→ Problems to work on:
[1] In the Washington Report article, condense the paragraph that begins "Protesters also carried the messages" into a short bulleted list that keeps its main facts.
[2] Pick up the Washington Report article after its final line and write the part that comes next.

→ Excerpt:
Washington Report on Middle East Affairs, September-October
2002, page 92
Activisms
Human Rights
Civil Rights Defended
About 1,000 ANSWER (Act Now to Stop War and End Racism) activists
from the middle Atlantic region gathered in Washington, DC between
the Justice Department and FBI headquarters on Pennsylvania Avenue
to protest the assault that American civil liberties—particularly
those of Muslims and Americans of Middle Eastern descent—have suffered
since 9/11. The demonstration was one of many held across the country
on June 28 and 29 to spread the message that such actions as the
“sneak and peek” laws allowing searches without notification, incarceration
without charges or access to legal counsel, and the invasive and
unwarranted tracking of immigrants and dissidents are not in keeping
with the Constitution or the principles on which this country was
founded.
Protesters also carried the messages that they did not wish the
U.S. to continue to back Israel in its brutal and illegal occupation
of the Palestinian people, nor to spread the “war on terrorism”
to Iraq. Though police did not shut down Pennsylvania Ave. as the
demonstration permit allowed, the ANSWER group was permitted to
wend its way through the national mall. Police tried to stop protesters
from handing out leaflets on civil rights, Palestine and Iraq to
hundreds of tourists visiting the museums, but ANSWER organizer
Brian Becker cited a recent Supreme Court decision upholding the
right to distribute literature. A brief conversation with Department
of the Interior lawyers confirmed Becker’s argument, and the march
continued, with participants handing out fact sheets along their
way. That day, at least, civil rights won a victory.
—Sara Powell
A Jagger in Jenin
Longtime human rights advocate Bianca Jagger addressed the Center
for Policy Analysis on Palestine July 16, 2002, regarding her experiences
in Palestine and Israel as part of the United Nations Population
Fund. The native of Nicaragua first became interested in politics
and human rights while still a teen living under the Samosa regime,
and by the 1970s was working with the British Red Cross. She later
joined the International Red Cross, focusing her work on Nicaragua,
Honduras and El Salvador, as well as aiding in the evacuation of
children from Bosnia. For her work Jagger has received numerous
awards from such diverse groups as the U.N., the ACLU, and an honorary
doctorate from Stonehill College. Her April trip to Jenin, following
the devastating massacre that occurred during the Israeli invasion,
marked her first trip to Palestine. Since then, she has made a second
trip to the West Bank as part of a human convoy to deliver basic
supplies to Hebron, Nablus, Jenin and Ramallah.
Jagger told the audience that she had witnessed the IDF preventing
aid delivery, and was able to confirm that even U.N. and Red Cross
officials suffered lengthy delays at checkpoints. Moreover, she
said, even though she enjoyed a certain amount of celebrity, she
was not immune from checkpoint delays under the guns of Israeli
snipers. Jagger described a Red Cross worker’s statement that she
had been shot at innumerable times as endemic of “one of the most
unconscionable things I’ve found, because it directly targets the
civilian population.” She called the current situation in the West
Bank a “catastrophic humanitarian crisis for the Palestinian population,”

→ Data:
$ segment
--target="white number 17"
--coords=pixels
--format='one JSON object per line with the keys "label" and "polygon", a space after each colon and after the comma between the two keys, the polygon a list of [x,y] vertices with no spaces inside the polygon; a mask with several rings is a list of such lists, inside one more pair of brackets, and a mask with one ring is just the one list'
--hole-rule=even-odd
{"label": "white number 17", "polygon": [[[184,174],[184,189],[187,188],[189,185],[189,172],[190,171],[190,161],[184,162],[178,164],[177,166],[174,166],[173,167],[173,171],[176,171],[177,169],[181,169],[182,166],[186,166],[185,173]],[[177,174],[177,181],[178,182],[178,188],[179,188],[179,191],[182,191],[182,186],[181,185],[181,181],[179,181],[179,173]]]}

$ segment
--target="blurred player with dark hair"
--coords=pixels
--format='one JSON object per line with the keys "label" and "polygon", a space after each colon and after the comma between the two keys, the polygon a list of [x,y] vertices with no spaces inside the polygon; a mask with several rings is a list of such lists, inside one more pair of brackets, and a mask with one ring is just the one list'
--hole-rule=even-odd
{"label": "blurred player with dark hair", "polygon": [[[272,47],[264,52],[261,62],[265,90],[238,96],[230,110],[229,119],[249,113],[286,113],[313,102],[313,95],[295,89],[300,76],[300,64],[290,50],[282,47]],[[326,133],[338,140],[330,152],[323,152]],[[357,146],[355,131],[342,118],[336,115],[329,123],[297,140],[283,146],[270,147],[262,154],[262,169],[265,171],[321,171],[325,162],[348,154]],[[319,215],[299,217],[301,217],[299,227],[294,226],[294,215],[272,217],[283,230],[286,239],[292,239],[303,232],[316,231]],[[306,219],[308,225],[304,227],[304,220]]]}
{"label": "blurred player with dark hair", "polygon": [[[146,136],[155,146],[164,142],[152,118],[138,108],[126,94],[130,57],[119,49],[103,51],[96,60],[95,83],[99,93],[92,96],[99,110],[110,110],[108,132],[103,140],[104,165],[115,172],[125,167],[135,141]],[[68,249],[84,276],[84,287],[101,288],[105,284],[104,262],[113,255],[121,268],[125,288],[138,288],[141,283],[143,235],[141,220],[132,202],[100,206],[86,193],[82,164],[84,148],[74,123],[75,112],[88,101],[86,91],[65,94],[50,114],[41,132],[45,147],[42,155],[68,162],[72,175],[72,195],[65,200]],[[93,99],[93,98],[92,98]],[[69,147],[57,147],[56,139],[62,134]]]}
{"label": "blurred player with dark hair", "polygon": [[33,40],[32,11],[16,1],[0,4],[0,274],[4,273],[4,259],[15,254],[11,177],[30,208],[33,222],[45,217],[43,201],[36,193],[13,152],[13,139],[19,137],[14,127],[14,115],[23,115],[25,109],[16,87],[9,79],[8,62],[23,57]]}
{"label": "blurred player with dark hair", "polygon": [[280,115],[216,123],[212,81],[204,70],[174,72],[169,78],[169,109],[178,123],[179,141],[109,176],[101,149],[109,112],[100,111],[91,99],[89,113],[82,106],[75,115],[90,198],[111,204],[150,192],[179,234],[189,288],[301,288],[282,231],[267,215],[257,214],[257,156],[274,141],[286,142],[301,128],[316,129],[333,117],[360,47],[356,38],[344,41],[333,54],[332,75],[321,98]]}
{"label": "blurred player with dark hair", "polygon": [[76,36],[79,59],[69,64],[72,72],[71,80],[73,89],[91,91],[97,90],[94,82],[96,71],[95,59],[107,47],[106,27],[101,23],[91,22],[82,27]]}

→ Outputs for the tasks:
[1]
- Protesters opposed continued U.S. backing of Israel's occupation of the Palestinian people and any extension of the "war on terrorism" to Iraq.
- Police did not close Pennsylvania Ave., though the permit allowed it, but the ANSWER group was allowed to march through the national mall.
- Police tried to stop protesters from handing out leaflets on civil rights, Palestine and Iraq to tourists visiting the museums.
- ANSWER organizer Brian Becker cited a recent Supreme Court decision upholding the right to distribute literature.
- Department of the Interior lawyers confirmed his argument, and marchers kept handing out fact sheets.
- That day, civil rights won a victory.

[2]
as it was aimed at “ordinary Palestinian men, women, and children.”
Jagger called for Israel to allow freedom of movement and to halt
collective punishment. While unequivocally condemning suicide bombings,
she equally condemned disproportionate excessive force.
During her trip to the West Bank and Israel, Jagger met with Israeli
Foreign Minister Shimon Peres. She reported that she expressed her
understanding of Israeli security concerns to him, but said she
failed to understand why ambulances were stopped. According to Jagger,
Peres told her that the IDF had found a bomb on an ambulance once,
and therefore, to curtail their use as arms transport, prevented
them from completing their lifesaving missions. Jagger received
no satisfactory response, she said, to her suggestion that searches
might be more understandable.
As the occupying power, she contended, Israel had responsibilities
under international law, as well as U.N. resolutions and the Geneva
conventions, to ensure the safety of the civilian population it
occupies. However, she pointed out, Israel had publicly admitted
to extrajudicial executions.
“I was appalled by the degree of human suffering I witnessed,”
Jagger said. “I do not understand why we have double standards for
human rights and international law when it comes to Israel.” If
the British government had responded to violent resistance out of
Belfast by hitting Ireland with planes, tanks, and helicopters the
way Israel assaulted Jenin, she noted, the government would have
fallen immediately.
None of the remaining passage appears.